▶ _SHORT TASK 1_: According to the DBSCAN tutorial, what does the acronym DBSCAN stand for?

+++ PAGE TEXT +++

DBSCAN is an acronym that stands for
Density Based Spatial Clustering of Applications with Noise
where noise is outliers that don’t belong to a true cluster.
We’ll be using the fake data from the factoextra
package
called multishapes since it has important features to
demonstrate the advantage DBSCAN has over k-means clustering.
## Loading in the data from the factoextra package
multishapes <-
factoextra::multishapes |>
# Changing shape to a factor so there are separate colors per group
# instead of a gradient
mutate(shape = factor(shape))
# Displaying the data
tibble(multishapes)
## # A tibble: 1,100 × 3
## x y shape
## <dbl> <dbl> <fct>
## 1 -0.804 -0.853 1
## 2 0.853 0.368 1
## 3 0.927 -0.275 1
## 4 -0.753 -0.512 1
## 5 0.707 0.811 1
## 6 1.03 0.395 1
## 7 -0.476 0.990 1
## 8 -0.460 -0.859 1
## 9 -0.680 -0.661 1
## 10 -1.03 -0.0220 1
## # ℹ 1,090 more rows
Still should plot the data to start:
multishapes |>
# Indicating which shape is the outliers (noise)
mutate(
noise = shape == 5
) |>
# Creating the graph with the noise group
ggplot(
mapping = aes(
x = x,
y = y
)
) +
geom_point(
mapping = aes(
color = shape,
shape = noise
)
)

+++ DATA FOR THE TASK +++

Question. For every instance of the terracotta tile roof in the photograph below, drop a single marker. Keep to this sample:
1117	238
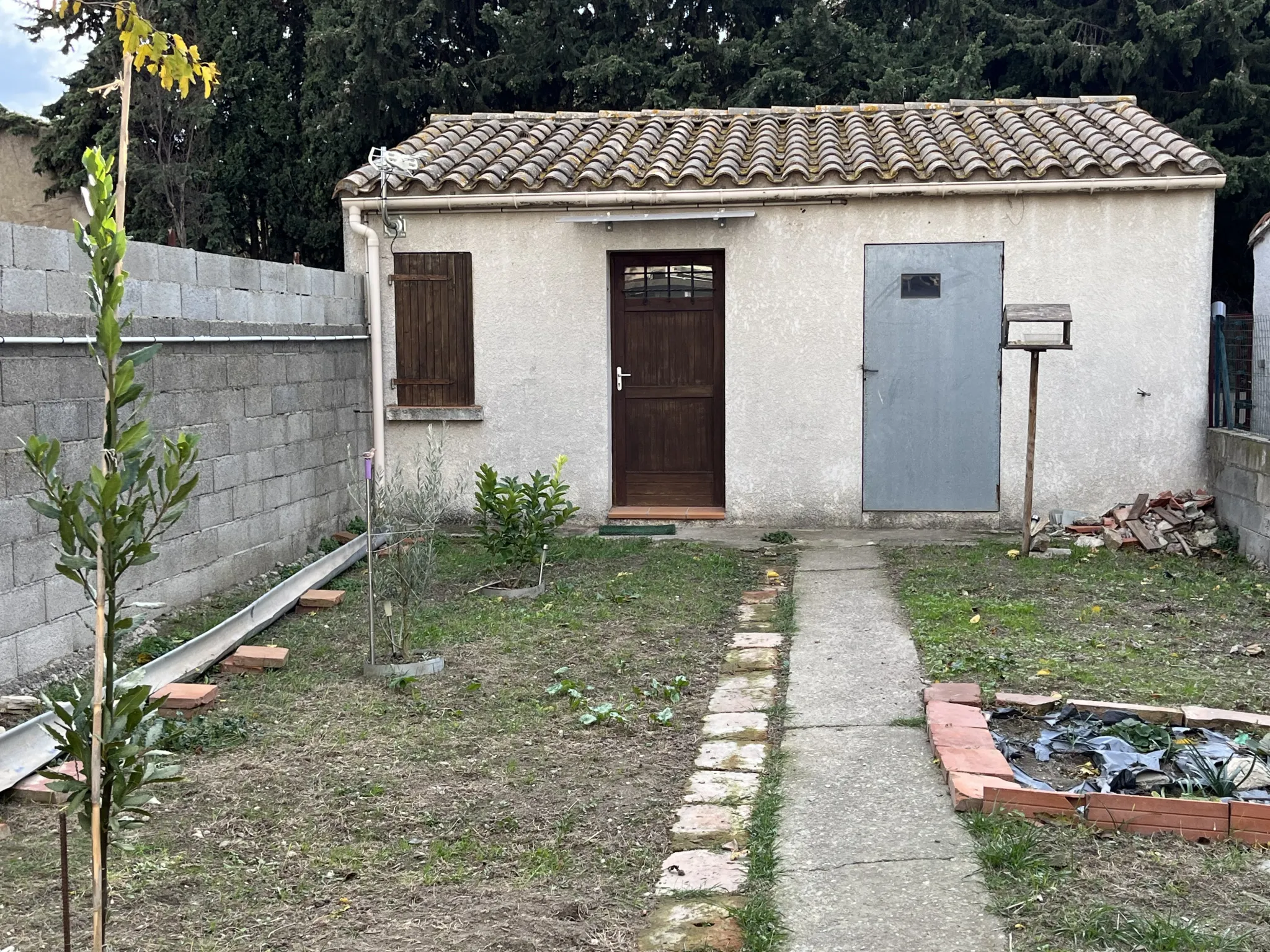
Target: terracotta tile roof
958	141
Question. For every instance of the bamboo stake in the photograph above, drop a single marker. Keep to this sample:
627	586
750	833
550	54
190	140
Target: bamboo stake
99	660
1032	450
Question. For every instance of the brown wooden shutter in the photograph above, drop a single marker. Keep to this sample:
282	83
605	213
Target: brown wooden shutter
433	294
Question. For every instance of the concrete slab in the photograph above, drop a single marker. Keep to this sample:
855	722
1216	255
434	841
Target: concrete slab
922	906
866	794
871	855
853	662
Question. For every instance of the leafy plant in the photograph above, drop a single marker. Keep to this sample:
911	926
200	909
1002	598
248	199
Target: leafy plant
605	714
671	691
569	690
107	524
516	519
1142	736
130	751
1208	778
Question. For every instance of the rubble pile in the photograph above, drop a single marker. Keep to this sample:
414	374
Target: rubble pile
1175	523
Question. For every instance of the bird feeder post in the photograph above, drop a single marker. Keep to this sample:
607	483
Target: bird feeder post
1034	328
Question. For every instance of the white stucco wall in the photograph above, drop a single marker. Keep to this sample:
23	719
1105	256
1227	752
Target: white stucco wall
1134	268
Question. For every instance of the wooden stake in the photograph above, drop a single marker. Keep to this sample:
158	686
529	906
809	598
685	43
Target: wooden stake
1032	450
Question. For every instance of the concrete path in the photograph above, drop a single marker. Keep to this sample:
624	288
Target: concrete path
873	858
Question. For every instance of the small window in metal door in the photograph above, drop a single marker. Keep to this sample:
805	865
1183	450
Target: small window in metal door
920	286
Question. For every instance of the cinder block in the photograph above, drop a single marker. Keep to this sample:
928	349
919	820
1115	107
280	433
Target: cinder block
68	293
215	508
23	291
175	265
65	419
233	305
273	276
322	282
41	249
161	299
8	659
287	309
248	499
22	609
298	280
141	260
33	559
198	302
63	597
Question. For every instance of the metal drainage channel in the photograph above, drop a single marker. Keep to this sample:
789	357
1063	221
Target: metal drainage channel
29	747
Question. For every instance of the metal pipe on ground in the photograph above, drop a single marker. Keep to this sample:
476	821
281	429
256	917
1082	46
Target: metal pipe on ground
29	747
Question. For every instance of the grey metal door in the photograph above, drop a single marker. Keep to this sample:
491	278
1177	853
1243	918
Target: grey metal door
933	377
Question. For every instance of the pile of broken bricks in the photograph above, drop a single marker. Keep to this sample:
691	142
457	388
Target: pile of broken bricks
709	835
981	778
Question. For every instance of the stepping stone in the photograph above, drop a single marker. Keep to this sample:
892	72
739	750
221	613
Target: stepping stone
748	725
319	599
1029	703
967	790
757	639
730	756
1215	719
722	787
756	614
35	788
744	692
701	871
751	659
953	694
254	659
693	924
710	826
1143	712
186	701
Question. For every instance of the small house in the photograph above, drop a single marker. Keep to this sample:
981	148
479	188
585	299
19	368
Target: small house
794	315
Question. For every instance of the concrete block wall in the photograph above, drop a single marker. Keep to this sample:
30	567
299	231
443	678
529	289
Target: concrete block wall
42	272
1241	479
278	421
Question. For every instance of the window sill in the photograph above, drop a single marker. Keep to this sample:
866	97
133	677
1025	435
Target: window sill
435	414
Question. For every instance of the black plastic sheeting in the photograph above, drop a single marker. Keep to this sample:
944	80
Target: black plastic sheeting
1122	765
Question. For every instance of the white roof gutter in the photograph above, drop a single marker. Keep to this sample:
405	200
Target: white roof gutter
791	195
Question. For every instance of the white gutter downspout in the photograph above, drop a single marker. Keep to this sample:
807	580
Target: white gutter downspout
373	312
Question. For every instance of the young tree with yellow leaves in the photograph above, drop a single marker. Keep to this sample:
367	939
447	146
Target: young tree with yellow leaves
120	739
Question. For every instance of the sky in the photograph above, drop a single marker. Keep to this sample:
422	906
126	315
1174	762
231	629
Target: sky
30	71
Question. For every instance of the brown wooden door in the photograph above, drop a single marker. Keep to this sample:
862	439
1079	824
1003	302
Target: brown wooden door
667	339
433	296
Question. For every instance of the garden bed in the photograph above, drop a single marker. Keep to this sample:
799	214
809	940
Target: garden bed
1132	628
465	810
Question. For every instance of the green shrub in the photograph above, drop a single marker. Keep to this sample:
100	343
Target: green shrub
516	521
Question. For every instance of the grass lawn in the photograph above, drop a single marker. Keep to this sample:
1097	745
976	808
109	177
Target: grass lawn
468	810
1121	626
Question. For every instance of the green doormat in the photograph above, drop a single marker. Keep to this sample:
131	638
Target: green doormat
637	530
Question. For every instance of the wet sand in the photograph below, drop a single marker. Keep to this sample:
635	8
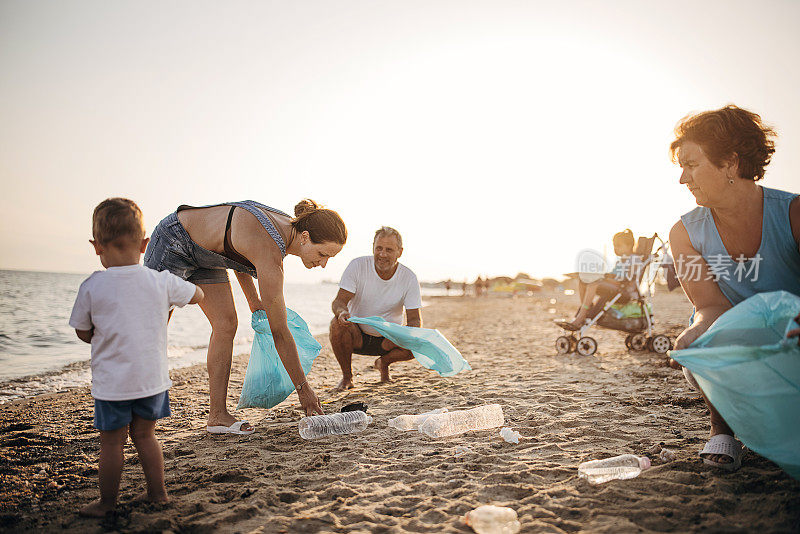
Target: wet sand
568	409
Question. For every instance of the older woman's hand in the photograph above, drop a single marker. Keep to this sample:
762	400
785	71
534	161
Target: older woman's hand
685	339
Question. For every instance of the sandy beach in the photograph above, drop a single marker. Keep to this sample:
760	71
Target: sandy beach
568	409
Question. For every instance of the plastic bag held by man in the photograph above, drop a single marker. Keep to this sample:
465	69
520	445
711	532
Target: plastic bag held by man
750	371
266	382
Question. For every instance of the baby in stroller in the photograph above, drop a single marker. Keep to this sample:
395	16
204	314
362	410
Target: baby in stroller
595	294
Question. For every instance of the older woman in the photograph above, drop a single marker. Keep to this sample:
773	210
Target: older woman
742	239
199	244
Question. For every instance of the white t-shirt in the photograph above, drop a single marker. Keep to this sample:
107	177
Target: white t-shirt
128	307
375	296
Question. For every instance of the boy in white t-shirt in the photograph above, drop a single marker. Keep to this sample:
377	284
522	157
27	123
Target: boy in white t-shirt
123	312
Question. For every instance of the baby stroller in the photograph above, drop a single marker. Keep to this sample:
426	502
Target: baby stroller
636	294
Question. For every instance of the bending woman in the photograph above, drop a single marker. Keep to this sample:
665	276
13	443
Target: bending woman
199	244
742	239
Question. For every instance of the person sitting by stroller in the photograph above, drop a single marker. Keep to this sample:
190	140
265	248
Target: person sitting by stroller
595	294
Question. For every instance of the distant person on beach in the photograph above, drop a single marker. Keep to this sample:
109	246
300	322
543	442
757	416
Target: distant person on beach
123	312
376	285
609	285
741	240
199	244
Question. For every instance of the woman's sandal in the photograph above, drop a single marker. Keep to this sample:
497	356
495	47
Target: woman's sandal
725	445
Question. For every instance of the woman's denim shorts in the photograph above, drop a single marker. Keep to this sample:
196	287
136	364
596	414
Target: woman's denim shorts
171	249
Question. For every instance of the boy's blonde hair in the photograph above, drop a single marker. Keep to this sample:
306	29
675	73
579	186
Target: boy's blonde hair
117	219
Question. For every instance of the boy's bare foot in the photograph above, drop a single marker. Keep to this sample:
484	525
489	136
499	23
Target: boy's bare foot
345	383
95	509
384	370
227	419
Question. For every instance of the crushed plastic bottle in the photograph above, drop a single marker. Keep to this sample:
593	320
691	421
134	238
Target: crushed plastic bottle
511	436
490	519
620	467
319	426
412	422
460	421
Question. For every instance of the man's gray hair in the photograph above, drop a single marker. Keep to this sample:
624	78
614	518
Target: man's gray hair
388	231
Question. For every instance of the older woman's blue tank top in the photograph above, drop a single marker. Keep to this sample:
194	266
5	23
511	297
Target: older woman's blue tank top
776	265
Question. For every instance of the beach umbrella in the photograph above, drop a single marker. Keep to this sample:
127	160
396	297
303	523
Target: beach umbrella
429	346
750	371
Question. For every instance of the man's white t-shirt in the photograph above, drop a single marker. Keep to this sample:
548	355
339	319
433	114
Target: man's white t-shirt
374	296
128	307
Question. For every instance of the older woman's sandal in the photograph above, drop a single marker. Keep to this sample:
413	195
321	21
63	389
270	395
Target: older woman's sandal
725	445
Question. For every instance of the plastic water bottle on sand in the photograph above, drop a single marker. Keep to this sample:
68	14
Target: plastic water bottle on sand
490	519
460	421
412	422
319	426
617	468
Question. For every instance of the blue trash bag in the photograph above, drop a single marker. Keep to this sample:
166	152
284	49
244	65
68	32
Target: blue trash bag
750	371
429	347
266	382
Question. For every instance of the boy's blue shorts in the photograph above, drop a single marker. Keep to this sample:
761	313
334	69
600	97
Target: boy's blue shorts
111	415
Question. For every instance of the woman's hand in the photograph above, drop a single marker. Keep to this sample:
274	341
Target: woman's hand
309	400
795	332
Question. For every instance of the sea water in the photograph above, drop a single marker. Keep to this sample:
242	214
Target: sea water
39	352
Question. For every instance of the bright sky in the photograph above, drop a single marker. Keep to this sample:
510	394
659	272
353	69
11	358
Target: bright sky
497	136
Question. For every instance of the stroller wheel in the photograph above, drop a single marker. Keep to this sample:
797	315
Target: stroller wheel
563	345
638	342
660	344
586	346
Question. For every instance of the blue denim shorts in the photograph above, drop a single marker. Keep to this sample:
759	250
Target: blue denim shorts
171	249
111	415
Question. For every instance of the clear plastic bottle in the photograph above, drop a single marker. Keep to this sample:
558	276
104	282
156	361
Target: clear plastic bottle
319	426
412	422
490	519
460	421
620	467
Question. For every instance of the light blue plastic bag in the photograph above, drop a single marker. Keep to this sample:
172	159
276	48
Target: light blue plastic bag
266	382
429	347
750	372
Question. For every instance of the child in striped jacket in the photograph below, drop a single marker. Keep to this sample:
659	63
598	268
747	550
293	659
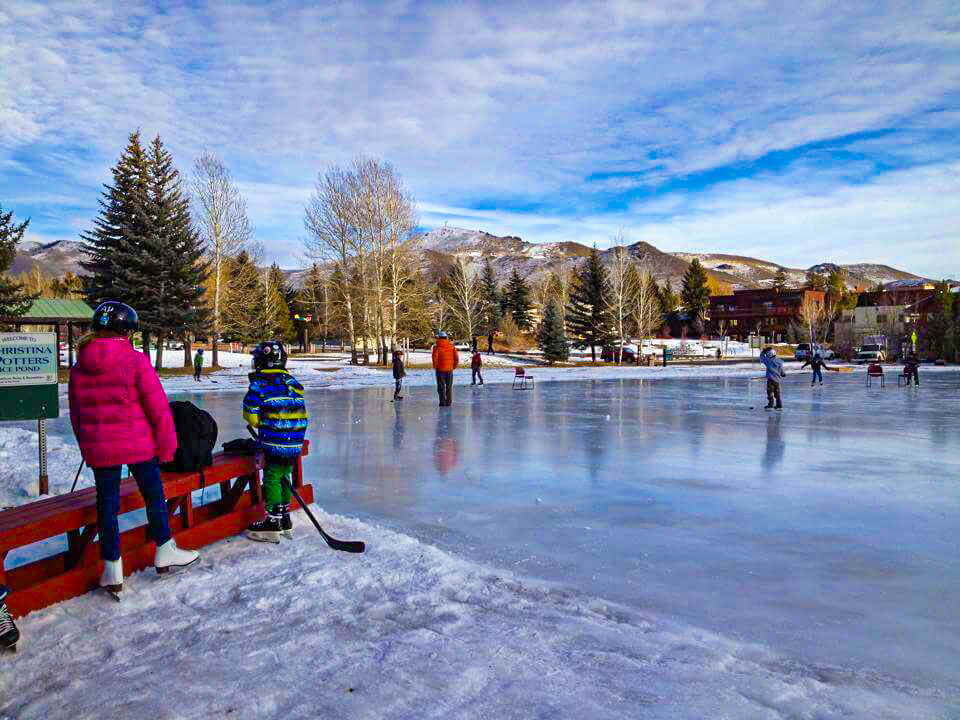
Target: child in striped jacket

+++

▶ _SHORT TASK 2_: Return every line of the records that contains the string "held".

▶ _CORRECT OUTPUT 1_: Density Based Spatial Clustering of Applications with Noise

▶ _CORRECT OUTPUT 2_:
Question. For every instance of the plastic bag held by man in the photograph above, drop a single marker. Keep to this sample:
Target: plastic bag held by man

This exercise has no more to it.